What to do: Can you output every line of the items below as a numbered list, leaving out any blank lines?

━━━━━ Supplied information

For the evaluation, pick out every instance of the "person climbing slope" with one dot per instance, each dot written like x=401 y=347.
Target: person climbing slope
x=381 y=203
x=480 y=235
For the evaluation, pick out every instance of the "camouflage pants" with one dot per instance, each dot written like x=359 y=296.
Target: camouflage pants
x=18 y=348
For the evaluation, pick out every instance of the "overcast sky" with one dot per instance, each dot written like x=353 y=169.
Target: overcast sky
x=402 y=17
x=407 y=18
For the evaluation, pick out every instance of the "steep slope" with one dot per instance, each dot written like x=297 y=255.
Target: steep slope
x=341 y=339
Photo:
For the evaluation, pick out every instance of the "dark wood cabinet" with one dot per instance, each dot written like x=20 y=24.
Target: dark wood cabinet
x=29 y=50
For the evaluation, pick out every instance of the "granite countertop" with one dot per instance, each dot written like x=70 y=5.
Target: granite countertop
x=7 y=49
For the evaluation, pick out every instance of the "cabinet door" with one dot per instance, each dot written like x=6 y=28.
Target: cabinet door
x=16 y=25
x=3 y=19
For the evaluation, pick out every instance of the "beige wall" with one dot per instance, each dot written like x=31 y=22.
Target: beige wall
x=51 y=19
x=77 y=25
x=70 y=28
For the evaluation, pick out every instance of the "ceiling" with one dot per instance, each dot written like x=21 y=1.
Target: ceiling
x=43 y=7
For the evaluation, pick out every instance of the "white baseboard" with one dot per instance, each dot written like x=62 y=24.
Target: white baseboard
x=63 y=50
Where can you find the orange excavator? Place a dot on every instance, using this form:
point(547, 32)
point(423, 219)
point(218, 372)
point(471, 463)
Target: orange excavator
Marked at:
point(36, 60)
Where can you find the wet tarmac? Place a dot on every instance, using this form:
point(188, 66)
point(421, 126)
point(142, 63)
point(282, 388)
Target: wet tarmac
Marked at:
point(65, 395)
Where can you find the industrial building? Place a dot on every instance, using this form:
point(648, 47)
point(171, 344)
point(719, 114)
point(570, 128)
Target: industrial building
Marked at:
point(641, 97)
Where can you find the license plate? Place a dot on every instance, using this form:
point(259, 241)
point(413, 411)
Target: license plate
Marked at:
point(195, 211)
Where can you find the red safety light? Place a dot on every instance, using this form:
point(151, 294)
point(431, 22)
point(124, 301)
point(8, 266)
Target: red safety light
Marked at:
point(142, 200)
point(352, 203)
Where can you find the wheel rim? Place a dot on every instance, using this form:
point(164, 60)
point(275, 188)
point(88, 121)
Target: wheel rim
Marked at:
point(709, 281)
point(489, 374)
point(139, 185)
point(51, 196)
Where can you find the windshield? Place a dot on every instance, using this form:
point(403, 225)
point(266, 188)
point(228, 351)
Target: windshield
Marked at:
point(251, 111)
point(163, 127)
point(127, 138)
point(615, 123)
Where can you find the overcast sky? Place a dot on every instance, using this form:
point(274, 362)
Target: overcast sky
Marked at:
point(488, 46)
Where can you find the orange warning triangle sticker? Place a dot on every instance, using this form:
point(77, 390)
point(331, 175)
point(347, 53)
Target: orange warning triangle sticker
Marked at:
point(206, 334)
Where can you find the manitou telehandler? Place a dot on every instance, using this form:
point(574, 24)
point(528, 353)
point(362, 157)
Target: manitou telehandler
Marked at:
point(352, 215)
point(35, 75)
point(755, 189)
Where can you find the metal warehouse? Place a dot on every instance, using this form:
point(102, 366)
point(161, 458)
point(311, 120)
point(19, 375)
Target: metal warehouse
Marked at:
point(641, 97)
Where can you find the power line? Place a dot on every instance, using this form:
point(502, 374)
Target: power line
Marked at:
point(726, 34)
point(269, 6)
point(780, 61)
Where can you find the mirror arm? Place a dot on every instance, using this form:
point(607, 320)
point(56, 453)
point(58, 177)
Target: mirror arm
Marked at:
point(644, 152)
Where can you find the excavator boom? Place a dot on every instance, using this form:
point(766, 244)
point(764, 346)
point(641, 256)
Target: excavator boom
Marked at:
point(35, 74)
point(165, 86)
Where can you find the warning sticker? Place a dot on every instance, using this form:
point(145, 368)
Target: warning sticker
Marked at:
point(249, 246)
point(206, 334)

━━━━━━━━━━

Result of the exercise:
1. For the evaluation, pick out every instance of the "person climbing slope" with one dot per instance, each dot written like x=401 y=347.
2. Target: person climbing slope
3. x=381 y=203
4. x=480 y=235
5. For the evaluation, pick out every instance of the "camouflage pants" with one dot per instance, each dot written like x=359 y=296.
6. Target: camouflage pants
7. x=18 y=348
8. For the evaluation, pick out every instance of the "overcast sky" with one dot per instance, each dot written like x=353 y=169.
9. Target: overcast sky
10. x=402 y=17
11. x=407 y=18
12. For the evaluation, pick out every instance of the "steep slope" with one dot per instance, each dot written like x=297 y=255.
13. Target: steep slope
14. x=341 y=339
15. Photo:
16. For the evaluation, pick out every instance of the "dark wood cabinet" with one dot per instance, each dot written like x=20 y=24.
17. Target: dark wood cabinet
18. x=29 y=50
19. For the evaluation, pick out every instance of the "granite countertop" with one dot per instance, each dot written like x=70 y=5.
20. Target: granite countertop
21. x=7 y=49
22. For the evaluation, pick out every instance of the "cabinet door" with one dot per instance, each dot written like x=6 y=28.
23. Target: cabinet door
24. x=16 y=25
25. x=3 y=19
26. For the evaluation, pick out every instance of the "beige wall" with one dot per instance, each dot written like x=31 y=22.
27. Target: beige wall
28. x=51 y=19
29. x=77 y=25
30. x=70 y=28
31. For the evaluation, pick out every instance of the "ceiling" with one dot per instance, each dot written like x=21 y=1.
32. Target: ceiling
33. x=43 y=7
34. For the evaluation, pick out every instance of the "white baseboard" with one dot per instance, each dot written like x=62 y=24.
35. Target: white baseboard
36. x=63 y=50
37. Where can you find the orange excavator? Place a dot on every instance, using this form:
38. point(547, 32)
39. point(423, 219)
40. point(218, 372)
41. point(471, 463)
42. Target: orange excavator
43. Marked at:
44. point(36, 60)
45. Where can you find the wet tarmac? Place a dot on every instance, using this form:
46. point(188, 66)
47. point(421, 126)
48. point(142, 63)
49. point(282, 388)
50. Target: wet tarmac
51. Marked at:
52. point(65, 395)
53. Where can you find the industrial building? Place a dot on every instance, using this form:
54. point(648, 47)
55. point(171, 344)
56. point(719, 114)
57. point(570, 128)
58. Target: industrial building
59. Marked at:
60. point(641, 97)
61. Where can you find the license plate? Place a dot on every instance, using this form:
62. point(259, 241)
63. point(413, 411)
64. Target: license plate
65. Marked at:
66. point(195, 211)
67. Where can you find the red safety light? Place a dot on every instance, using this form:
68. point(151, 294)
69. point(431, 22)
70. point(124, 301)
71. point(8, 266)
72. Target: red safety light
73. Marked at:
74. point(142, 200)
75. point(352, 203)
76. Where can you find the wheel rim? Place a dot on every instance, using this form:
77. point(164, 60)
78. point(275, 188)
79. point(88, 121)
80. Target: wheel rim
81. Marked at:
82. point(709, 281)
83. point(489, 374)
84. point(139, 185)
85. point(51, 196)
86. Where can you find the windshield? Place a dot on every instance, using this form:
87. point(403, 225)
88. point(266, 188)
89. point(228, 351)
90. Target: windshield
91. Marked at:
92. point(251, 111)
93. point(163, 127)
94. point(127, 138)
95. point(615, 123)
96. Where can you find the overcast sky? Place a dot on every instance, using this form:
97. point(274, 362)
98. Target: overcast sky
99. Marked at:
100. point(488, 46)
101. Where can you find the orange warning triangle sticker? Place a dot on every instance, using this form:
102. point(77, 390)
103. point(331, 175)
104. point(347, 53)
105. Target: orange warning triangle sticker
106. Marked at:
107. point(206, 334)
108. Where can you find the manitou telehandler? Place a dot on every instance, using this form:
109. point(574, 24)
110. point(528, 353)
111. point(362, 157)
112. Target: manitou telehandler
113. Marked at:
114. point(352, 215)
115. point(35, 75)
116. point(755, 189)
117. Where can you find the metal warehouse? Place a dot on every instance, using this form:
118. point(102, 366)
119. point(161, 458)
120. point(311, 120)
121. point(19, 375)
122. Target: metal warehouse
123. Marked at:
124. point(641, 97)
125. Where can you find the power line? Place a dot on every instance, using this form:
126. point(502, 374)
127. Target: power line
128. Marked at:
129. point(726, 34)
130. point(269, 6)
131. point(780, 61)
132. Where can you find the mirror arm? Place a dot on every instance, using this form:
133. point(607, 320)
134. point(56, 453)
135. point(58, 177)
136. Target: mirror arm
137. Marked at:
138. point(644, 152)
139. Where can you find the excavator boom? Place a dot on every instance, using this form:
140. point(766, 244)
141. point(764, 346)
142. point(641, 256)
143. Target: excavator boom
144. Marked at:
145. point(35, 74)
146. point(165, 86)
147. Where can you find the warning sticker? Place a dot on every instance, using this form:
148. point(145, 368)
149. Target: warning sticker
150. Marked at:
151. point(249, 246)
152. point(206, 334)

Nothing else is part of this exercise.